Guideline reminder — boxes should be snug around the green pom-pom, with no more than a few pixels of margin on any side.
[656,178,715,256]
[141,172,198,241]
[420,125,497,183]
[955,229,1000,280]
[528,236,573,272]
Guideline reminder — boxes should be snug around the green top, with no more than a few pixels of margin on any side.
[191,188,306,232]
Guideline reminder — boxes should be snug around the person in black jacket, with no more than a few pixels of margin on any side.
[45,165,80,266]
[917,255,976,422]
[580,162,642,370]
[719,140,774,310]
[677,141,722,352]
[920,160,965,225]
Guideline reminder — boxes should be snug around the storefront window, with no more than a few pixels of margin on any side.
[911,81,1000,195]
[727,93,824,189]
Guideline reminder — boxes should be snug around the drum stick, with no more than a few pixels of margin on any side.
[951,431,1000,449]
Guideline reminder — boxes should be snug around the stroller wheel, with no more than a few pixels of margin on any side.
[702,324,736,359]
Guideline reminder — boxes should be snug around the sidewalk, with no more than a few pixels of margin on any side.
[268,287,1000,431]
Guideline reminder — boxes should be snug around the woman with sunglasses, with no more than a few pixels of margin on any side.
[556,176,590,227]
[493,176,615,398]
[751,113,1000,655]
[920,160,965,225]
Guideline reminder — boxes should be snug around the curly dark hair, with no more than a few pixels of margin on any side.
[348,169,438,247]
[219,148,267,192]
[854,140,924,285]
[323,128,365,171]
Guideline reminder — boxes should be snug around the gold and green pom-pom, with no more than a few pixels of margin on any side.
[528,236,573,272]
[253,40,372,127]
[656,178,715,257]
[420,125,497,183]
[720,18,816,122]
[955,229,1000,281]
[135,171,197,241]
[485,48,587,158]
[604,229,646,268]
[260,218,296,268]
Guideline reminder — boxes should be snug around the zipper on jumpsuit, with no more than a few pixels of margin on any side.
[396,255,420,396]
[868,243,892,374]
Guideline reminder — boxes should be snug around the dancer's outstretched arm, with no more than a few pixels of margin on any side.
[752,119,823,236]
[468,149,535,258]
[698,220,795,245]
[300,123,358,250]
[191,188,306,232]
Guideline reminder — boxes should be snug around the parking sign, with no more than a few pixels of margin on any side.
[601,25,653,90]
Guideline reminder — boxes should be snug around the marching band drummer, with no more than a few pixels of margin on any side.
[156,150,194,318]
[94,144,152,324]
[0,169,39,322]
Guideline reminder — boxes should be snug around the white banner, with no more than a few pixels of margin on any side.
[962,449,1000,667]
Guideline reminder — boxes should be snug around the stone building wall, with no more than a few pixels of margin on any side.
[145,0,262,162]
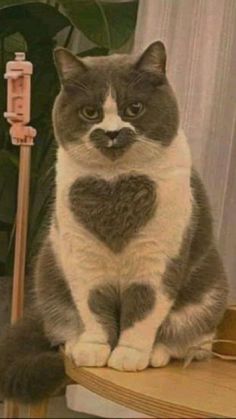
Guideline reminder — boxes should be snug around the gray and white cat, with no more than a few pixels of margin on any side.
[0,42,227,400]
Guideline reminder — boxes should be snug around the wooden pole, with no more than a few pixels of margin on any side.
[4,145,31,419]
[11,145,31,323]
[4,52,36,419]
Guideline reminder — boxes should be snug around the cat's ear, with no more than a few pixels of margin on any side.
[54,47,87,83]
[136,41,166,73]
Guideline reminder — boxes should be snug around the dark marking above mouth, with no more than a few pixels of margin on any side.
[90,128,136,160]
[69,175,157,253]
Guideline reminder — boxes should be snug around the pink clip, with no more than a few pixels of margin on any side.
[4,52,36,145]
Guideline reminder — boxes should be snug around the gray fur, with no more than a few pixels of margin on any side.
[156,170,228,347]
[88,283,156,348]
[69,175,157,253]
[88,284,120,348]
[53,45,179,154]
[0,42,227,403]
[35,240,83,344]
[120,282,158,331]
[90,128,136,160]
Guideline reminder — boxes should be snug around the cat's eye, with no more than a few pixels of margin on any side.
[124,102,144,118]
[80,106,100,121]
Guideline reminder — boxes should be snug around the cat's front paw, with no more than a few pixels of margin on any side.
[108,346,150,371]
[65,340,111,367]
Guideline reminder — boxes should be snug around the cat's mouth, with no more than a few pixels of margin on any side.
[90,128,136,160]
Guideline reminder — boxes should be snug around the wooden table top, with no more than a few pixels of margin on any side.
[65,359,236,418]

* * *

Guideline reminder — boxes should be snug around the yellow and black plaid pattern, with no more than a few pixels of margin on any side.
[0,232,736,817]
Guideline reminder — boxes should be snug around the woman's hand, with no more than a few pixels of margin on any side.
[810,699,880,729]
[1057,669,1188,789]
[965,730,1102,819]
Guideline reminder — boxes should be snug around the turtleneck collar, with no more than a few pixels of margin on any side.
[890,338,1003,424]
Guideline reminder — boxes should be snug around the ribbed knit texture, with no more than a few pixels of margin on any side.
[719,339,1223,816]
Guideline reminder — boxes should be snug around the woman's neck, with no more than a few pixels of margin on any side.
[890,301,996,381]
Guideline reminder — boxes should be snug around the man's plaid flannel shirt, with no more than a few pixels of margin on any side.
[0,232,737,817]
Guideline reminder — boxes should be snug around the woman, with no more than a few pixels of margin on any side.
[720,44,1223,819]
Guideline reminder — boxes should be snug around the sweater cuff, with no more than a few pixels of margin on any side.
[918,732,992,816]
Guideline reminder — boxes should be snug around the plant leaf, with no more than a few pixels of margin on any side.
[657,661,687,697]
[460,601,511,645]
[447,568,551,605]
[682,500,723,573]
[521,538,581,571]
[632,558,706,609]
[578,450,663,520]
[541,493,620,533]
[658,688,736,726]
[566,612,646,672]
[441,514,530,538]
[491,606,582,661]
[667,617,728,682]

* [Prompt]: Could you rename "snug" to "tight" in the part of the data that opens with the line containing "Guideline reminder — boxes should be snug around the man's" and closes with the line containing "[918,732,992,816]", then give back only those lines with nothing else changed?

* [Solution to this exercise]:
Guideline reminder — boxes should be tight around the man's plaid flannel shirt, with no more than a few pixels of margin on any side.
[0,232,737,817]
Guideline reminder — boxes should be tight around the woman, with no more than a few pixels of margin on any side.
[720,44,1223,819]
Guideline reminder — boxes should be tight around the sweater cuff, with no more than a few pixels of margin on any side.
[918,732,992,816]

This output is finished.